*SHORT PROBLEM*: Reproduce the records from the line with "the pink petal, one" up to and including the line with "Target: green cactus body", requests included, and scale each coordinate in the answers by 0.3, rounding to whole numbers with halves going up. Leave the numbers in the requests and their format samples as they are, and give only those lines.

*SUPPLIED RECORDS*:
----

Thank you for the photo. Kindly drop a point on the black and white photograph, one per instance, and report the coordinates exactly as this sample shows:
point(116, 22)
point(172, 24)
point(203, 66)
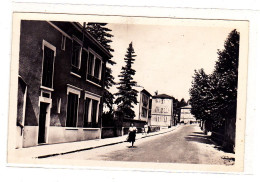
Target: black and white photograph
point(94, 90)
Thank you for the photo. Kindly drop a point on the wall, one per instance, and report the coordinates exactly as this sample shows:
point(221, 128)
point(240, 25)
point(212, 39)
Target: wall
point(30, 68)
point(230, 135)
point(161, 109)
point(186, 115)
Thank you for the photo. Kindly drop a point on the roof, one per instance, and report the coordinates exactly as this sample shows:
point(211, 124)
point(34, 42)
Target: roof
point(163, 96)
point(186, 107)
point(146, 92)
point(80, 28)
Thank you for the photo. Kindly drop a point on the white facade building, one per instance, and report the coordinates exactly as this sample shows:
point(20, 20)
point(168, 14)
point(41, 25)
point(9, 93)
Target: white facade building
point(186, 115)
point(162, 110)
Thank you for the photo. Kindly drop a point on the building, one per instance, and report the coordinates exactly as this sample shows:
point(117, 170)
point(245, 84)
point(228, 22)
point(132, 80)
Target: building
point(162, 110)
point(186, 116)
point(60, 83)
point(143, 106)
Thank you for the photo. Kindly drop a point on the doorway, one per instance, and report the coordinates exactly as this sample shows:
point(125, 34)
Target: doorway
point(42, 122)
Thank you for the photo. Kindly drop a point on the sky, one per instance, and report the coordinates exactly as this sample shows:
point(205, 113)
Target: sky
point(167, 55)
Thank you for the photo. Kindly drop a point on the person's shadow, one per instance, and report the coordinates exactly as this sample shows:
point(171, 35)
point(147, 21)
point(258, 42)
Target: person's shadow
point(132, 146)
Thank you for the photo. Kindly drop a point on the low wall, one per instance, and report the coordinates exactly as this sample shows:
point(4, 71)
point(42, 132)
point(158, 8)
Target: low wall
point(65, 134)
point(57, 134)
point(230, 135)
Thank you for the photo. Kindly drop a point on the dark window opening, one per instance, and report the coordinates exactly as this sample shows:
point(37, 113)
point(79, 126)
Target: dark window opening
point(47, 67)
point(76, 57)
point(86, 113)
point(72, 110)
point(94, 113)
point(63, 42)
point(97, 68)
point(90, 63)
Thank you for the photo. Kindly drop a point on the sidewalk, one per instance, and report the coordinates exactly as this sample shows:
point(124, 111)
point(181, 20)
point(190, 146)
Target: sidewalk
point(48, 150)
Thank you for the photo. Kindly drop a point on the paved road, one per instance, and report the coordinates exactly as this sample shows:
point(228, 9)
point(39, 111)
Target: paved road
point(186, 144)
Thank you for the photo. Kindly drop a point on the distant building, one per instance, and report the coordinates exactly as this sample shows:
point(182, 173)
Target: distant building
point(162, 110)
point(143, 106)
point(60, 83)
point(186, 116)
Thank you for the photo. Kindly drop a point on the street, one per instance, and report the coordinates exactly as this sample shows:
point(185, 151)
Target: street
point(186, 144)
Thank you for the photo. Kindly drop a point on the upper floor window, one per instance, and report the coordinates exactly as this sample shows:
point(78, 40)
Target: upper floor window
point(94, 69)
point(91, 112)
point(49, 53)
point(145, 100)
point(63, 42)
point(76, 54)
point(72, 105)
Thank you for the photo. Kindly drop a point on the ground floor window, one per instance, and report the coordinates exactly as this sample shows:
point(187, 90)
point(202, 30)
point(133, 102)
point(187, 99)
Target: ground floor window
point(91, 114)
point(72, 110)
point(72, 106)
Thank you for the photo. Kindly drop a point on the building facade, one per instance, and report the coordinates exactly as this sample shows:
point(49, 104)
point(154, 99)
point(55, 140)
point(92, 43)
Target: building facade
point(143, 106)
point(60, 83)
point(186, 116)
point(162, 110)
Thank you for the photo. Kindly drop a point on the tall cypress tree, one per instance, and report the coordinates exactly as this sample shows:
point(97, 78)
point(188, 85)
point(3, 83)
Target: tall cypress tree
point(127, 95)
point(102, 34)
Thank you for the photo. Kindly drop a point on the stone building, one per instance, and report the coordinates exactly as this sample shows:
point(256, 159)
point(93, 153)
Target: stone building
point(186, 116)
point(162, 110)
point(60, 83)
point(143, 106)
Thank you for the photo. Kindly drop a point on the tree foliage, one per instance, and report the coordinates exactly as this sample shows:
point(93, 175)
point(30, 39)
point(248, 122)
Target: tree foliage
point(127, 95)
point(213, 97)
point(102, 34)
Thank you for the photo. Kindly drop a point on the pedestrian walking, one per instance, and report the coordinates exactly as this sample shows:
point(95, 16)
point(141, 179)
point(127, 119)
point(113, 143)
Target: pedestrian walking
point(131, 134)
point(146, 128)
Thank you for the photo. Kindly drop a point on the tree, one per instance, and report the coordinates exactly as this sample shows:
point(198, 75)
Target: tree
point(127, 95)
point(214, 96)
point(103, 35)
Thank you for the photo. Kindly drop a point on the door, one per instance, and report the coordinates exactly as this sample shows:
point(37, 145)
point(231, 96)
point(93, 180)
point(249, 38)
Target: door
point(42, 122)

----

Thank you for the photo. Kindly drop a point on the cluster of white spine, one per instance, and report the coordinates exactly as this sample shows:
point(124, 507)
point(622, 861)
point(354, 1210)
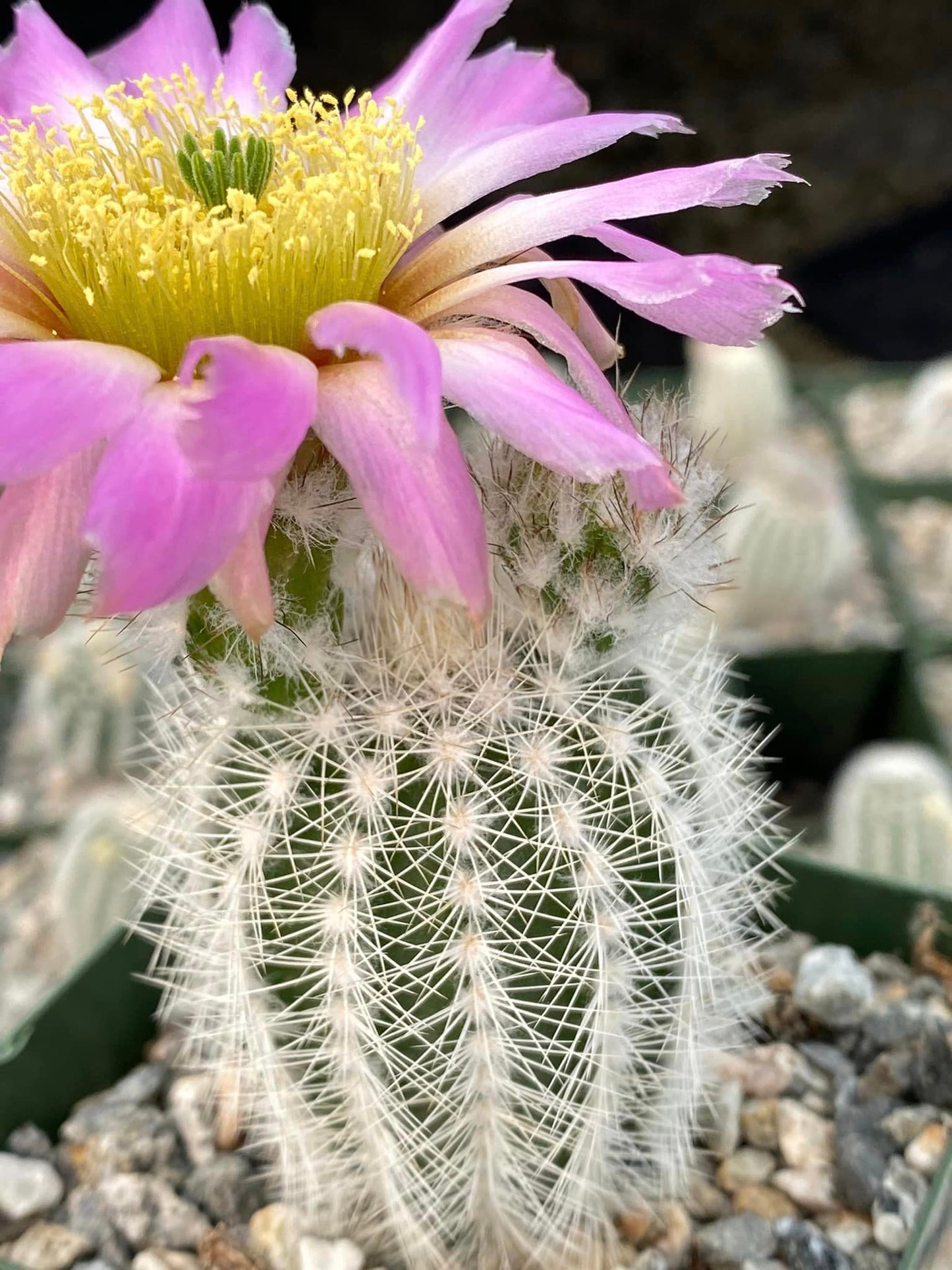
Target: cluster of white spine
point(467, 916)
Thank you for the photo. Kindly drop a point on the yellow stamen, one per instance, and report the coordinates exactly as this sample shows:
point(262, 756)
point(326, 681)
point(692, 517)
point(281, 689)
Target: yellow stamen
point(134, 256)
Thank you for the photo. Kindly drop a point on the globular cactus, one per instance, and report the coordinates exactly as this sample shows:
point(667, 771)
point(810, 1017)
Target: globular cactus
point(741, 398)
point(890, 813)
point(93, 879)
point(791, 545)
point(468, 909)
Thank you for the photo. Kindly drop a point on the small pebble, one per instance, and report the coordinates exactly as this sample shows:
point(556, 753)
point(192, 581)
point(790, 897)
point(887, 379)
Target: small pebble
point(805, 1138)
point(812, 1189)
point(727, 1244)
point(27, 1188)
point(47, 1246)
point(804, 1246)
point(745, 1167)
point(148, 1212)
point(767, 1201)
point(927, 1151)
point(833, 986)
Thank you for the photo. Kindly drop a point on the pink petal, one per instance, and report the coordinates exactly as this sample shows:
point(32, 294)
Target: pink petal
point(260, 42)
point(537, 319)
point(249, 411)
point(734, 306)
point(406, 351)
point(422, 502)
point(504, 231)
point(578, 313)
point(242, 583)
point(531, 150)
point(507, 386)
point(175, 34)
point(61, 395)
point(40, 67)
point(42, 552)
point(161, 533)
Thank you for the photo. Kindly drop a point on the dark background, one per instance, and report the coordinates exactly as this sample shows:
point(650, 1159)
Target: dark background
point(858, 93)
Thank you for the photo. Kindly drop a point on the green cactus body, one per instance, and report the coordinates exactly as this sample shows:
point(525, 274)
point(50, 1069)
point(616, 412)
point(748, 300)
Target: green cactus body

----

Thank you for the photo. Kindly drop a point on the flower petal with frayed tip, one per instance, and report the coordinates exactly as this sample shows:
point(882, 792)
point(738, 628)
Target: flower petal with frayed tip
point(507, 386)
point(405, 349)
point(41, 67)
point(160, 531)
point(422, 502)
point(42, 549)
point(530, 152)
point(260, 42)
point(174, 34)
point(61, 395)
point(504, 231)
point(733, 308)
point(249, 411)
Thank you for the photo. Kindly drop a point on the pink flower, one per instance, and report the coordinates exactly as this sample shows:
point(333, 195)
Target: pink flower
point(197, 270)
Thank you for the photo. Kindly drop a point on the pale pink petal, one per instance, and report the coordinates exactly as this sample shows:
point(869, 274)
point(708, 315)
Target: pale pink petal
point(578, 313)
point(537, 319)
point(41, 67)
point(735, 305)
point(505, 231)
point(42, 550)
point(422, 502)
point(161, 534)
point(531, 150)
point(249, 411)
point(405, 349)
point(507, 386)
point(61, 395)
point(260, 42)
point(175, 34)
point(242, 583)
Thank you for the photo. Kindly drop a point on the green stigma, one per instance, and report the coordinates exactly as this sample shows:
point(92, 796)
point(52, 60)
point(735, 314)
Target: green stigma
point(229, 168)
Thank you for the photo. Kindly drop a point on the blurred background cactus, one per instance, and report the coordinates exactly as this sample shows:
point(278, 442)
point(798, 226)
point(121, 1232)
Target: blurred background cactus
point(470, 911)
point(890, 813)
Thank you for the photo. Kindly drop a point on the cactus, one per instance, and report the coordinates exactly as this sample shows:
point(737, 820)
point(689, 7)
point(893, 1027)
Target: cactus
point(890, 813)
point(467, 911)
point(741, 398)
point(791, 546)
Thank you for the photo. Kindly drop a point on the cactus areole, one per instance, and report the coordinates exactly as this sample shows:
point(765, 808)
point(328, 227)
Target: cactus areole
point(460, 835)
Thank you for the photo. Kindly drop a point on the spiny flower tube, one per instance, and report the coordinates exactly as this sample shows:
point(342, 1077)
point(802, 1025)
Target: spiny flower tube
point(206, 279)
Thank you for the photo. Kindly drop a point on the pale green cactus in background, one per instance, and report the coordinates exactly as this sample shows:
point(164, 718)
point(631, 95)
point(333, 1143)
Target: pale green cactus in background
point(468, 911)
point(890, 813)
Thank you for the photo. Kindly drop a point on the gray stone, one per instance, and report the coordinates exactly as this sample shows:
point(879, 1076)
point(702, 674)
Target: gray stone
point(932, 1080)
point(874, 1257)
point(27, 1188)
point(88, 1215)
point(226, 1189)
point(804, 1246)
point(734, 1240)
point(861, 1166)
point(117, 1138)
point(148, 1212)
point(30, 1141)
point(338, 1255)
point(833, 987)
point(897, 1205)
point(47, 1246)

----

*THE REPLY*:
Thank you for the photo. Kindly drop a point on the pink petal, one per instance, and report the coordinates exactly as this sample shows:
point(32, 294)
Target: pink petal
point(78, 13)
point(161, 96)
point(75, 123)
point(220, 92)
point(122, 105)
point(127, 151)
point(151, 69)
point(173, 94)
point(73, 175)
point(159, 45)
point(152, 116)
point(53, 10)
point(18, 119)
point(12, 20)
point(13, 166)
point(48, 160)
Thank you for the photo. Kindly drop a point on the dark background, one per instance, and report the coordinates exactly as this sample shows:
point(650, 1159)
Target: dark background
point(257, 28)
Thank you for the photo. Kindly drop a point on the green cactus body, one per instance, and report the coordinates exactly as this sample shows:
point(525, 274)
point(50, 1069)
point(616, 412)
point(748, 300)
Target: green cactus body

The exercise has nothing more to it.